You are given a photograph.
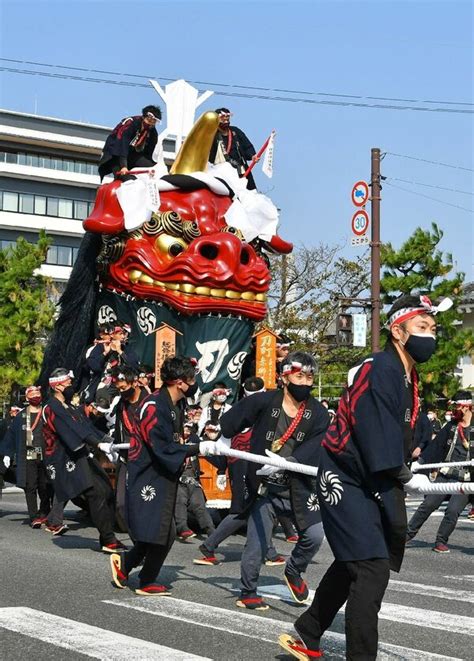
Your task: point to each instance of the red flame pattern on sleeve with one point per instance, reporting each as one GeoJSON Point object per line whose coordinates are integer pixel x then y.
{"type": "Point", "coordinates": [339, 432]}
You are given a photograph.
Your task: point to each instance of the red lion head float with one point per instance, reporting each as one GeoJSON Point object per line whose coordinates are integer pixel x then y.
{"type": "Point", "coordinates": [185, 254]}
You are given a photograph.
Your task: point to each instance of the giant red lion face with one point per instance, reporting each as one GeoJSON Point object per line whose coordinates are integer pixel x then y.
{"type": "Point", "coordinates": [185, 255]}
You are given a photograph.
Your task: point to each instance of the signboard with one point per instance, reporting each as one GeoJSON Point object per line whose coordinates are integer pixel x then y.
{"type": "Point", "coordinates": [359, 330]}
{"type": "Point", "coordinates": [360, 222]}
{"type": "Point", "coordinates": [265, 366]}
{"type": "Point", "coordinates": [360, 241]}
{"type": "Point", "coordinates": [165, 347]}
{"type": "Point", "coordinates": [360, 193]}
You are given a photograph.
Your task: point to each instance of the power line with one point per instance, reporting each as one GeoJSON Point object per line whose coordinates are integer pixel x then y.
{"type": "Point", "coordinates": [265, 97]}
{"type": "Point", "coordinates": [456, 206]}
{"type": "Point", "coordinates": [236, 86]}
{"type": "Point", "coordinates": [425, 160]}
{"type": "Point", "coordinates": [419, 183]}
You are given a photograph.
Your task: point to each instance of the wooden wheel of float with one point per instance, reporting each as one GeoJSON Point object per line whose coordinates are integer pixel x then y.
{"type": "Point", "coordinates": [214, 497]}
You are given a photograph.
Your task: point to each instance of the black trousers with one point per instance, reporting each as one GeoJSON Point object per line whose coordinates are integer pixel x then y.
{"type": "Point", "coordinates": [362, 583]}
{"type": "Point", "coordinates": [100, 503]}
{"type": "Point", "coordinates": [190, 498]}
{"type": "Point", "coordinates": [36, 485]}
{"type": "Point", "coordinates": [456, 504]}
{"type": "Point", "coordinates": [152, 555]}
{"type": "Point", "coordinates": [134, 160]}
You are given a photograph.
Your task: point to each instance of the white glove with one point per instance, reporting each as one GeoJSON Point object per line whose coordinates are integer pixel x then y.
{"type": "Point", "coordinates": [221, 482]}
{"type": "Point", "coordinates": [208, 448]}
{"type": "Point", "coordinates": [105, 447]}
{"type": "Point", "coordinates": [417, 484]}
{"type": "Point", "coordinates": [112, 456]}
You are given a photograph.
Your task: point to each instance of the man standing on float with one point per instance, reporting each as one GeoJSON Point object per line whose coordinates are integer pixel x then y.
{"type": "Point", "coordinates": [361, 480]}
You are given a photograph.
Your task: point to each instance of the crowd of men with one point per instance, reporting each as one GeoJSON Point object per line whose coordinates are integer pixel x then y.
{"type": "Point", "coordinates": [63, 444]}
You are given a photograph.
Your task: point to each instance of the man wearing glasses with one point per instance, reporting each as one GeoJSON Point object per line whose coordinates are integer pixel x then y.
{"type": "Point", "coordinates": [131, 143]}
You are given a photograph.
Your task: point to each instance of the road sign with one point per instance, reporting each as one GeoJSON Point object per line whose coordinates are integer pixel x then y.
{"type": "Point", "coordinates": [360, 241]}
{"type": "Point", "coordinates": [360, 222]}
{"type": "Point", "coordinates": [360, 193]}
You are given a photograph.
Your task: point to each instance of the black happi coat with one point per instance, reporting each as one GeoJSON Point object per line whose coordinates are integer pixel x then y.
{"type": "Point", "coordinates": [66, 432]}
{"type": "Point", "coordinates": [261, 412]}
{"type": "Point", "coordinates": [13, 444]}
{"type": "Point", "coordinates": [362, 504]}
{"type": "Point", "coordinates": [155, 462]}
{"type": "Point", "coordinates": [118, 142]}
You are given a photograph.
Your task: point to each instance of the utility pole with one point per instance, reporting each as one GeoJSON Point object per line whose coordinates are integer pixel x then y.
{"type": "Point", "coordinates": [375, 248]}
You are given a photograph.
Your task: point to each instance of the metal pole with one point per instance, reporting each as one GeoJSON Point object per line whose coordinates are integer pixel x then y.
{"type": "Point", "coordinates": [375, 248]}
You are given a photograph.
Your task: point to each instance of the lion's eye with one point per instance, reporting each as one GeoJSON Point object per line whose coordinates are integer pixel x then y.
{"type": "Point", "coordinates": [175, 249]}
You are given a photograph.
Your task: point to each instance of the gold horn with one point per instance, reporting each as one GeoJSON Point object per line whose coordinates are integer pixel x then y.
{"type": "Point", "coordinates": [194, 153]}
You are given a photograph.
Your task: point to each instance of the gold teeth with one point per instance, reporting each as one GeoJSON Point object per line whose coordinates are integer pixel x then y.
{"type": "Point", "coordinates": [199, 290]}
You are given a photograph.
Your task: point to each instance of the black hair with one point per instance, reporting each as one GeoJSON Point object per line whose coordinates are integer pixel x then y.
{"type": "Point", "coordinates": [177, 367]}
{"type": "Point", "coordinates": [462, 395]}
{"type": "Point", "coordinates": [155, 110]}
{"type": "Point", "coordinates": [124, 373]}
{"type": "Point", "coordinates": [254, 384]}
{"type": "Point", "coordinates": [105, 328]}
{"type": "Point", "coordinates": [306, 359]}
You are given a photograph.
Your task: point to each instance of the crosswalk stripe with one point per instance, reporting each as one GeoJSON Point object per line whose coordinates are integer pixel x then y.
{"type": "Point", "coordinates": [257, 627]}
{"type": "Point", "coordinates": [436, 620]}
{"type": "Point", "coordinates": [432, 591]}
{"type": "Point", "coordinates": [86, 639]}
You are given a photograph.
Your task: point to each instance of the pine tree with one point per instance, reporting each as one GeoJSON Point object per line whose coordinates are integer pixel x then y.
{"type": "Point", "coordinates": [26, 312]}
{"type": "Point", "coordinates": [419, 266]}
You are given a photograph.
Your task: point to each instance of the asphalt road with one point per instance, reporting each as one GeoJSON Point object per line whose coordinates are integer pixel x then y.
{"type": "Point", "coordinates": [56, 598]}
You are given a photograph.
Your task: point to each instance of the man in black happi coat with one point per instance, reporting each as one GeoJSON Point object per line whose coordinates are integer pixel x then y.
{"type": "Point", "coordinates": [362, 473]}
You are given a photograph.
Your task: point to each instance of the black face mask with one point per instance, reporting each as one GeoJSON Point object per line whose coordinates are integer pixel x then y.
{"type": "Point", "coordinates": [299, 392]}
{"type": "Point", "coordinates": [192, 390]}
{"type": "Point", "coordinates": [127, 394]}
{"type": "Point", "coordinates": [68, 393]}
{"type": "Point", "coordinates": [420, 347]}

- Task statement: Could you transcribe the records above exactly, leaving out any pictures?

- The answer:
You are given a photograph.
Your task: point to each instance of the red flame pattern on sleeve with one point per instance, reporting each as one GeoJSON Point object per line whose coordinates are integer pixel x then y.
{"type": "Point", "coordinates": [339, 432]}
You are given a photograph.
Your task: point to each instance of the red lion head float with one point per instance, reporting each as one GeoJSON Point object per line whose coordinates are integer pixel x then y.
{"type": "Point", "coordinates": [185, 254]}
You are given a photograph.
Your task: point to each instance of the giant red lion face with one point per instance, reporting each as one GeoJSON Point object per line whose coordinates are integer pixel x then y.
{"type": "Point", "coordinates": [185, 255]}
You are given a photograph.
Your task: point to each instance of the signboard with one point per instance, reporting each as one GeoJSON Point object per line whose coordinates are integer pixel x then y.
{"type": "Point", "coordinates": [359, 330]}
{"type": "Point", "coordinates": [360, 222]}
{"type": "Point", "coordinates": [265, 366]}
{"type": "Point", "coordinates": [360, 241]}
{"type": "Point", "coordinates": [165, 347]}
{"type": "Point", "coordinates": [360, 193]}
You are given a photograph.
Your task: point to each instance of the power line with one point per instance, reporting each as one GeoJSON Point object per line whose coordinates are integer pixel x then y.
{"type": "Point", "coordinates": [265, 97]}
{"type": "Point", "coordinates": [456, 206]}
{"type": "Point", "coordinates": [236, 86]}
{"type": "Point", "coordinates": [425, 160]}
{"type": "Point", "coordinates": [419, 183]}
You are given a photograph.
Your task: point to each instance of the wooden wheel of float with one point per instance, reporting each as one GeoJSON Point object per line whose coordinates are integer pixel x then y.
{"type": "Point", "coordinates": [214, 497]}
You are given a photograph.
Your task: point to each instance of the black trousers with one point per instance, reporting each as one GeoJSON Point object per line whose coordinates are integer pixel x then y.
{"type": "Point", "coordinates": [362, 583]}
{"type": "Point", "coordinates": [100, 503]}
{"type": "Point", "coordinates": [190, 498]}
{"type": "Point", "coordinates": [36, 485]}
{"type": "Point", "coordinates": [456, 504]}
{"type": "Point", "coordinates": [152, 555]}
{"type": "Point", "coordinates": [134, 160]}
You are given a photograph.
Your task: point to each instance of the white glove with one point per instance, reporting each as one GeoJSON Point object per line whose coordinates are integer pixel x then y.
{"type": "Point", "coordinates": [221, 482]}
{"type": "Point", "coordinates": [208, 448]}
{"type": "Point", "coordinates": [105, 447]}
{"type": "Point", "coordinates": [417, 484]}
{"type": "Point", "coordinates": [112, 456]}
You are given a photograph.
Your task: point to each instance of the man standing on float with one point per instance, reporting each as one GeoJSON Point object per line whose coordinates are integer pixel x then y.
{"type": "Point", "coordinates": [361, 480]}
You are given a photograph.
Your task: point to each instance of the crowd of men with one point per instance, reporting each as one GeoJSON Point object per line whose coordinates are integer pixel x then y.
{"type": "Point", "coordinates": [63, 444]}
You are given a photograph.
Your task: point to each instance of the man wearing glasses with one point per instance, reporting each as one GeoJSON Point object per line whose coordinates are integer pixel x then y.
{"type": "Point", "coordinates": [131, 143]}
You are given a photograph.
Your task: point to each instance of the road sign with one point per instance, reporting each as one GeoJSON Point object per line whose coordinates are integer pixel x then y.
{"type": "Point", "coordinates": [360, 241]}
{"type": "Point", "coordinates": [360, 222]}
{"type": "Point", "coordinates": [360, 193]}
You are given a photograph.
Your task: point to each instance of the black happi coat with one point per instance, reporting each as one GeoJSON Point object per line whose coordinates are integer pixel x then y.
{"type": "Point", "coordinates": [66, 432]}
{"type": "Point", "coordinates": [261, 412]}
{"type": "Point", "coordinates": [13, 444]}
{"type": "Point", "coordinates": [362, 504]}
{"type": "Point", "coordinates": [155, 462]}
{"type": "Point", "coordinates": [118, 142]}
You are given a photograph.
Your task: point to each instance of the utility pole with one point per instance, reporting each as one GeoJSON Point object per line whose coordinates are integer pixel x then y.
{"type": "Point", "coordinates": [375, 248]}
You are given a photograph.
Your task: point to each instance of the metal pole with one point per instance, reporting each as one GeoJSON Point object per line whose coordinates are integer pixel x then y.
{"type": "Point", "coordinates": [375, 248]}
You are given a photograph.
Your task: point to each instance of the lion's eye with one point per instance, reporting each as one GeoJSON Point object per line whose coordinates are integer pixel x then y.
{"type": "Point", "coordinates": [175, 249]}
You are given a photograph.
Your task: point to each instance of the gold horn with one point per instance, reporting each as one GeoJSON Point object per line whose coordinates are integer pixel x then y.
{"type": "Point", "coordinates": [194, 153]}
You are given a photograph.
Your task: point to each instance of the gold teeth with one point per instance, reporting each as one GeoJSON Point object per line whose coordinates are integer pixel x then y.
{"type": "Point", "coordinates": [199, 290]}
You are given a photograph.
Your task: point to each instance of the black hair with one point per instance, reporting each as one GeoJSON Point object per line whose coordinates are integer pixel x then y.
{"type": "Point", "coordinates": [177, 367]}
{"type": "Point", "coordinates": [462, 395]}
{"type": "Point", "coordinates": [155, 110]}
{"type": "Point", "coordinates": [124, 373]}
{"type": "Point", "coordinates": [254, 384]}
{"type": "Point", "coordinates": [105, 328]}
{"type": "Point", "coordinates": [306, 359]}
You are given a photograph.
Your task: point to each instance of the crosswalk stripe with one point per instance, reporting each as one GeoJSON Point object per line whose coordinates are integer pixel x then y.
{"type": "Point", "coordinates": [257, 627]}
{"type": "Point", "coordinates": [436, 620]}
{"type": "Point", "coordinates": [432, 591]}
{"type": "Point", "coordinates": [86, 639]}
You are given a photograph.
Your task: point to each instance of the pine tree with one point per instance, reporting each as one GeoJSON Point object per line whose coordinates are integer pixel x then y.
{"type": "Point", "coordinates": [26, 312]}
{"type": "Point", "coordinates": [419, 266]}
You are given a photograph.
Your task: point to each instance of the asphalt road with one point per instance, reporting each as one GeoJSON Point object per line whose coordinates are integer pixel x then y.
{"type": "Point", "coordinates": [56, 598]}
You are given a photograph.
Your task: point to each instance of the man in black happi coat with one point per instance, reporting each as one GeoJSON Point object per line whose coordinates are integer pixel x then y.
{"type": "Point", "coordinates": [362, 473]}
You are given a photograph.
Your task: point to each instance of the black face mask with one point per instance, reporting each as one GeoJSON Point object per line whose coordinates are integer pixel x then y.
{"type": "Point", "coordinates": [299, 392]}
{"type": "Point", "coordinates": [192, 390]}
{"type": "Point", "coordinates": [127, 394]}
{"type": "Point", "coordinates": [68, 393]}
{"type": "Point", "coordinates": [420, 347]}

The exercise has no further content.